— Requirement A —
For each statement, answer yes or no according to the UNC essay, and quote the words of the essay that decide it: (i) the author earned an English degree from NC State; (ii) pink azaleas ring the Old Well each spring; (iii) the author's favorite spot on campus is shaded by a small tree all year round.
— Requirement B —
Rewrite the passage of the UNC essay between "March of Madness" and "University (NC State).", inclusive, using "resident" in place of "native".

March of Madness

By Laura Edwards

I’m a North Carolina native. Most of us harbor an unwavering devotion to one of two major state universities located in the Research Triangle – the University of North Carolina at Chapel Hill (UNC) and North Carolina State University (NC State).

Laura's graduation day

I earned my degree in English from UNC. I love the school for the fabulous education I received – something no one can ever take away from me. I love it for its particular shade of blue. I love it for the bell tower that watches over South Road and the football stadium. I love it for the pink azaleas that ring the Old Well each spring. I love it for the Forest Theatre, where a group of upperclassmen blindfolded me and walked me through an honor fraternity’s initiation ceremony after dark. I love it for the basketball team (I even loved them when they went 8-20). I love it for the frozen yogurt and NY pizza on Franklin Street, the town’s main drag. I love it for my favorite spot on campus – a sidewalk between the Wilson and Undergraduate Libraries that, three seasons out of the year, is shaded by a small tree. In the fall, that tree’s leaves turn a brilliant shade of gold, and in the late afternoon, the sunlight shines down and hits those leaves, and the glow lights up the entire world. And most of all, I love it for the friends I will have for a lifetime.

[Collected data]

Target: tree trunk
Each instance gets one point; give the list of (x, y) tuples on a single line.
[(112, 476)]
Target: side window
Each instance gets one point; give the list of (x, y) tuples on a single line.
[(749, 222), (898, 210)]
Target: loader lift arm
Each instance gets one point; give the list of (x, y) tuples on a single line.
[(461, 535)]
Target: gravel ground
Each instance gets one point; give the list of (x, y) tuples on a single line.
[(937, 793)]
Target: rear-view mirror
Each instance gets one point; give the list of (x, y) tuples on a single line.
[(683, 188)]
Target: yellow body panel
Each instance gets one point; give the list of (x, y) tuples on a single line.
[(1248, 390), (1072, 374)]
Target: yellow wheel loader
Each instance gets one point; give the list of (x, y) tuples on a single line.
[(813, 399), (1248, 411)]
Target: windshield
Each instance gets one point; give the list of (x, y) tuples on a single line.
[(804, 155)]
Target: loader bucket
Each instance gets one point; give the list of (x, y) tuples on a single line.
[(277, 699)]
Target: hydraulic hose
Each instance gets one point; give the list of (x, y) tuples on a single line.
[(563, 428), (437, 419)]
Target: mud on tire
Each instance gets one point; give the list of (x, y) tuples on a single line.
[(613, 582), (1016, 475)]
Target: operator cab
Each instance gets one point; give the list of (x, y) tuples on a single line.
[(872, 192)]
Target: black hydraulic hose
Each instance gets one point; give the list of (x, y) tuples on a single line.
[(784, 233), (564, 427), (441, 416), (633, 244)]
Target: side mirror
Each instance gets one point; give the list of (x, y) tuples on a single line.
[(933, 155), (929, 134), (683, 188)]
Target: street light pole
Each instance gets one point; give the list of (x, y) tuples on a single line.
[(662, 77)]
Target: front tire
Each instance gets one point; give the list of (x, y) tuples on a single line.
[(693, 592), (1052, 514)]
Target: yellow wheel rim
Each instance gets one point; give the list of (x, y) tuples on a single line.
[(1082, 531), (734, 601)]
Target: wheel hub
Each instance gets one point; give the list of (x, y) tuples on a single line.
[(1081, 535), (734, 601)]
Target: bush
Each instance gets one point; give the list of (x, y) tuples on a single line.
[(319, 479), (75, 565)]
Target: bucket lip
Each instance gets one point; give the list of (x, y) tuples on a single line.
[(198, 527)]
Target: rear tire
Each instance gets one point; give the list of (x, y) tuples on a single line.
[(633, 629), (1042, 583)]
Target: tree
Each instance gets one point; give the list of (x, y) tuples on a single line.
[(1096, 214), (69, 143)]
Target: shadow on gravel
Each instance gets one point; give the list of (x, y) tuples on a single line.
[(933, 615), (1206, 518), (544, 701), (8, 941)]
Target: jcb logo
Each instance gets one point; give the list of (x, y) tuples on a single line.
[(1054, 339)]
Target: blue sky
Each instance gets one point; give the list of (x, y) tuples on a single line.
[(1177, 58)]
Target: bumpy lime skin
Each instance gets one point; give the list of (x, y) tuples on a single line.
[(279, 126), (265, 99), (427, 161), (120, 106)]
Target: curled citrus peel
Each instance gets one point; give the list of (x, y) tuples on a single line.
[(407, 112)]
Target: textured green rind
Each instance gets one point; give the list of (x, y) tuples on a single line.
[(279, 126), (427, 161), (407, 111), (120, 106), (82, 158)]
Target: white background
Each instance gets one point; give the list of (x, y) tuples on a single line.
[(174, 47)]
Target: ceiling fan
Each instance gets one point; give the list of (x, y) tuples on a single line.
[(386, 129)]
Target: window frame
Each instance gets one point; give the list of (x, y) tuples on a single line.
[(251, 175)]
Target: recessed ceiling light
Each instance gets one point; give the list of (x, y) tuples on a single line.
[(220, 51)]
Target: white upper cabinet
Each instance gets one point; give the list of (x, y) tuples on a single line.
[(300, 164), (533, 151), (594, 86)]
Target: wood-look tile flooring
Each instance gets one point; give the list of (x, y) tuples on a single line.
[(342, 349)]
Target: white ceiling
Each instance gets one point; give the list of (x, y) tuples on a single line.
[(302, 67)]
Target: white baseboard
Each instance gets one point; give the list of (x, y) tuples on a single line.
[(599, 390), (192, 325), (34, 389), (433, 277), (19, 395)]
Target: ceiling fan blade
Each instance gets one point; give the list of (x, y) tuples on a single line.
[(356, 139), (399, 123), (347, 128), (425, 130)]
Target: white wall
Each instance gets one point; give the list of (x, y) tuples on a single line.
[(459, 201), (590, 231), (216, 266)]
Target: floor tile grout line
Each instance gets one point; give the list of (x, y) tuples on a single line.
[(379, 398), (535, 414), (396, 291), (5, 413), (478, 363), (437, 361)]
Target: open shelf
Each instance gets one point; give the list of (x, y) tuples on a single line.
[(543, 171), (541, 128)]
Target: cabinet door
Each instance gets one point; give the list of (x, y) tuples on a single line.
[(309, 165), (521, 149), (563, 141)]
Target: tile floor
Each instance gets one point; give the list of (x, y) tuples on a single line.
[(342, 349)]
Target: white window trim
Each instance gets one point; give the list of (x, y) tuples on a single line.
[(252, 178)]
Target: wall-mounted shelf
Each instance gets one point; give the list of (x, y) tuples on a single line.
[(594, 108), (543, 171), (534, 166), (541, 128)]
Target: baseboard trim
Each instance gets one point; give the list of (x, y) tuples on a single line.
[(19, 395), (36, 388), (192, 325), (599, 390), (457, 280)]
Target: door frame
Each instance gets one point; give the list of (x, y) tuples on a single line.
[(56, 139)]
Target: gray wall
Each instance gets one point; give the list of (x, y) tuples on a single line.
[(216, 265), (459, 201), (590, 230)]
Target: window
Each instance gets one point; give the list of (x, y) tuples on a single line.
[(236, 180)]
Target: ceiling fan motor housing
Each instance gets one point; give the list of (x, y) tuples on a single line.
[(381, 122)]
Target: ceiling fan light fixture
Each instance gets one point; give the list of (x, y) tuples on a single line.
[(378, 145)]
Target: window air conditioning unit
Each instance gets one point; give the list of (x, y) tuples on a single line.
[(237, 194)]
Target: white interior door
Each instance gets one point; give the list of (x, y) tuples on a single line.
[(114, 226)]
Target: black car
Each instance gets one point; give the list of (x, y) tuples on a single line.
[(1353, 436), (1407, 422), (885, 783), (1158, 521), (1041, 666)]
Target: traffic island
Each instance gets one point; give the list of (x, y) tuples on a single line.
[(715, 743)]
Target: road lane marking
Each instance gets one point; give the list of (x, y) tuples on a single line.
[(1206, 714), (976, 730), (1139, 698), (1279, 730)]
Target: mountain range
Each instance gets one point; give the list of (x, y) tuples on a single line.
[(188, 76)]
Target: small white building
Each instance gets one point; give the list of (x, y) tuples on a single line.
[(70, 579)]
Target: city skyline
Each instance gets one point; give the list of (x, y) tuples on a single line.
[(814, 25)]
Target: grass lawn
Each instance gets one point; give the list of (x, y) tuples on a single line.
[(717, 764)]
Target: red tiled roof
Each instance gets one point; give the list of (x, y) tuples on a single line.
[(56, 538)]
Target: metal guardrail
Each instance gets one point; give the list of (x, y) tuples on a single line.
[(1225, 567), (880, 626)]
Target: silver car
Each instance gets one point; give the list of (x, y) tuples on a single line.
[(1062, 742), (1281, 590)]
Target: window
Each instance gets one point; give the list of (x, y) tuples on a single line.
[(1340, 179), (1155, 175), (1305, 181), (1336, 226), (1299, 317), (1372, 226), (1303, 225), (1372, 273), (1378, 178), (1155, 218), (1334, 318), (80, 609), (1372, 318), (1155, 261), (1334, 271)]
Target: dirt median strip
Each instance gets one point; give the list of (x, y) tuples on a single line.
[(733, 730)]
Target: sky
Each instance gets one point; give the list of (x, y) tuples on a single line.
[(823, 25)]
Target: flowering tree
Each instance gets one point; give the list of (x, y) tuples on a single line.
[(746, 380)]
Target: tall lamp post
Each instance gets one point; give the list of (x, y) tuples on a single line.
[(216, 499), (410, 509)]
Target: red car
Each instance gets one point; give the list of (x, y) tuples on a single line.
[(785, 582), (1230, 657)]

— Problem solution A —
(i) No: "I earned my degree in English from UNC."
(ii) Yes: "I love it for the pink azaleas that ring the Old Well each spring."
(iii) No: "three seasons out of the year, is shaded by a small tree."

— Problem solution B —
March of Madness

By Laura Edwards

I’m a North Carolina resident. Most of us harbor an unwavering devotion to one of two major state universities located in the Research Triangle – the University of North Carolina at Chapel Hill (UNC) and North Carolina State University (NC State).